**GIVEN INSTRUCTION:**
Pick up the musical description below where it stops and continue it from its last sentence.

**TEXT SHOWN:**
Wishes, Worries, The Witch, and The Woods collide in song under the Theater Tent:
This beloved Broadway hit–a Tony Award winner and our first-ever musical–weaves together fractured fairy-tale favorites, spinning a dark tale of magic and its many consequences. Sondheim and Lapine’s effortlessly enchanting cautionary tale finds a natural home on our one-of-a-kind perch above the Hudson River. Enjoy our extended run through September 8!
Explore the Story
As The Narrator draws us into the woods, we meet familiar favorites: Cinderella wishing to attend the King’s festival; Jack wishing that his cow, Milky White, would produce some milk; Little Red wishing for bread to take to Grandmother’s house; the Wolf wishing for his next meal; Rapunzel wishing for her freedom; and two charming Princes wishing for their Princesses.

[Stored dataset items]
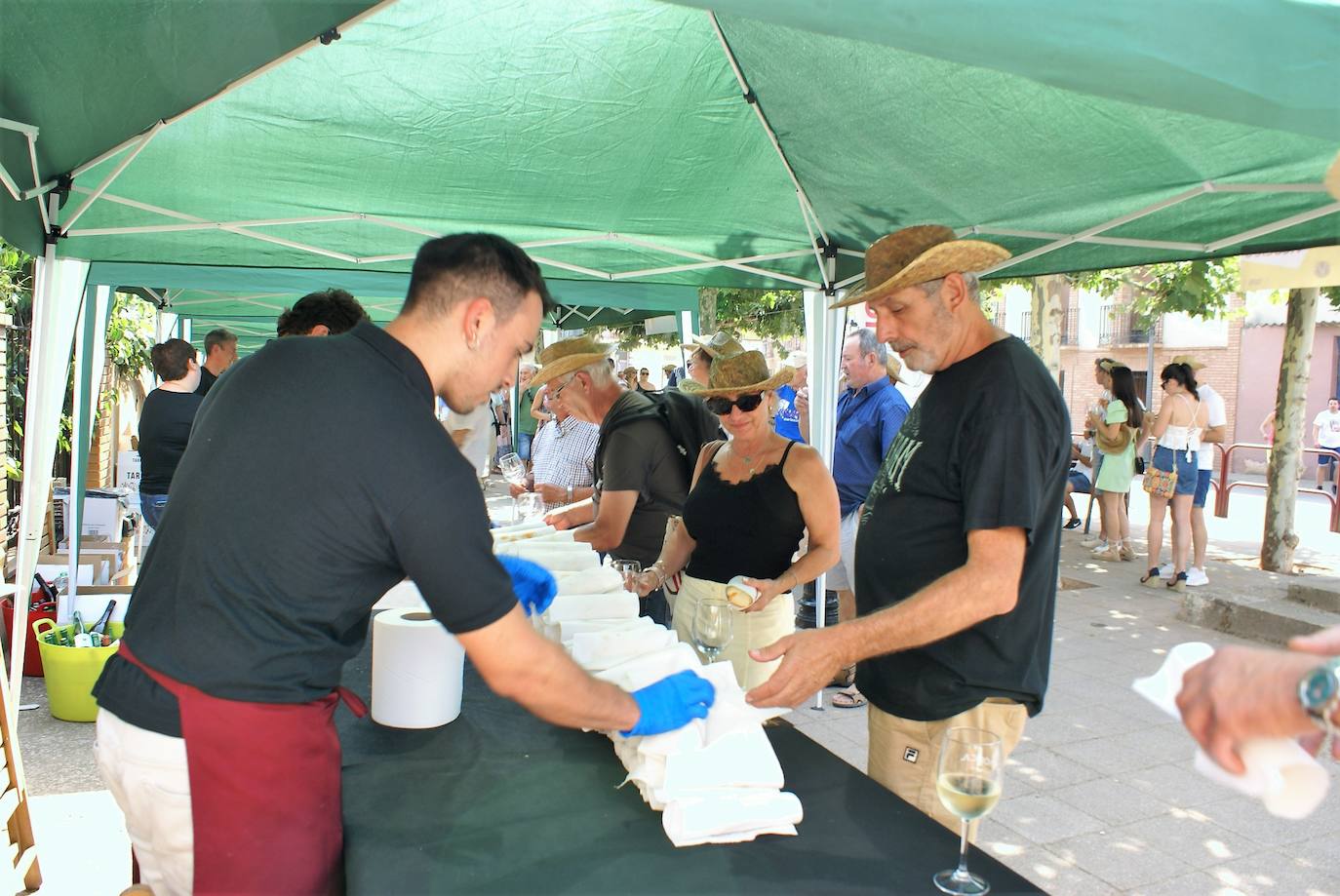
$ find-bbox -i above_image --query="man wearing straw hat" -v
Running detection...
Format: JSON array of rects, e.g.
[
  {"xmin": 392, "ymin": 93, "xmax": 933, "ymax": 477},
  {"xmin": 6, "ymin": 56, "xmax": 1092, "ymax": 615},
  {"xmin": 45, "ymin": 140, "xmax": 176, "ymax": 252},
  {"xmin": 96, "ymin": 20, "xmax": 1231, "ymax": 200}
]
[
  {"xmin": 749, "ymin": 226, "xmax": 1071, "ymax": 831},
  {"xmin": 684, "ymin": 330, "xmax": 745, "ymax": 388},
  {"xmin": 537, "ymin": 336, "xmax": 717, "ymax": 624}
]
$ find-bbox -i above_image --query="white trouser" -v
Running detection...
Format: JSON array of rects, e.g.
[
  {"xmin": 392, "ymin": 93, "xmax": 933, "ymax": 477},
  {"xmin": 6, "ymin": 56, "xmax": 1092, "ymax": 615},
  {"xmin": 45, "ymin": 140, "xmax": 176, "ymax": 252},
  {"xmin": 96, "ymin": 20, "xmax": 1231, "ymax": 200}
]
[{"xmin": 94, "ymin": 710, "xmax": 196, "ymax": 896}]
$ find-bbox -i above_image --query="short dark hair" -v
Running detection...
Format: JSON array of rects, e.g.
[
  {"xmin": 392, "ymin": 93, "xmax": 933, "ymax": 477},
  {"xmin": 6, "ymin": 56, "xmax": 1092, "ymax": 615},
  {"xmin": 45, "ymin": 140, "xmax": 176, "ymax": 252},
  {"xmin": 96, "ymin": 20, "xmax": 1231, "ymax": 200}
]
[
  {"xmin": 1160, "ymin": 365, "xmax": 1201, "ymax": 398},
  {"xmin": 205, "ymin": 327, "xmax": 237, "ymax": 358},
  {"xmin": 149, "ymin": 339, "xmax": 196, "ymax": 383},
  {"xmin": 405, "ymin": 233, "xmax": 558, "ymax": 320},
  {"xmin": 275, "ymin": 287, "xmax": 367, "ymax": 336}
]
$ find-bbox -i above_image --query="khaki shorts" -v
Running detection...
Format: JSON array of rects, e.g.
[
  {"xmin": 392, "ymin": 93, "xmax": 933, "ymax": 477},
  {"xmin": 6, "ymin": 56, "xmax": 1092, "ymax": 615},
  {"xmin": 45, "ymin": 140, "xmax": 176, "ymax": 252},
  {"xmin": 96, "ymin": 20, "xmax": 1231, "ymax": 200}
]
[{"xmin": 867, "ymin": 696, "xmax": 1028, "ymax": 838}]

**THE RESULT:**
We also meet new friends–The Baker and The Baker’s Wife–wishing for a child. Their neighbor, a vile old Witch, cursed the family with infertility after discovering The Baker’s father stealing her vegetables and beans. She also took The Baker’s sister at birth, locking her high in a tower. She agrees to lift the curse if the couple can supply the ingredients for a potion she’s cooking up in short order: the cow as white as milk, the cape as red as blood, the hair as yellow as corn, and the slipper as pure as gold.
The Baker and his Wife set off to assemble the materials, employing a bit of trickery at every turn and struggling to justify their deceits, while our fairytale favorites begin complicated journeys of their own. By Act I’s end, wishes have come true and the promise of wealth, romance, or Happily Ever After seems near for all.
But as the lights come up on Act II, everyone is jolted into the woods again. A mysterious beanstalk signals something far more sinister, and the community must come together to face the unimaginable consequences of their insatiable appetite for more.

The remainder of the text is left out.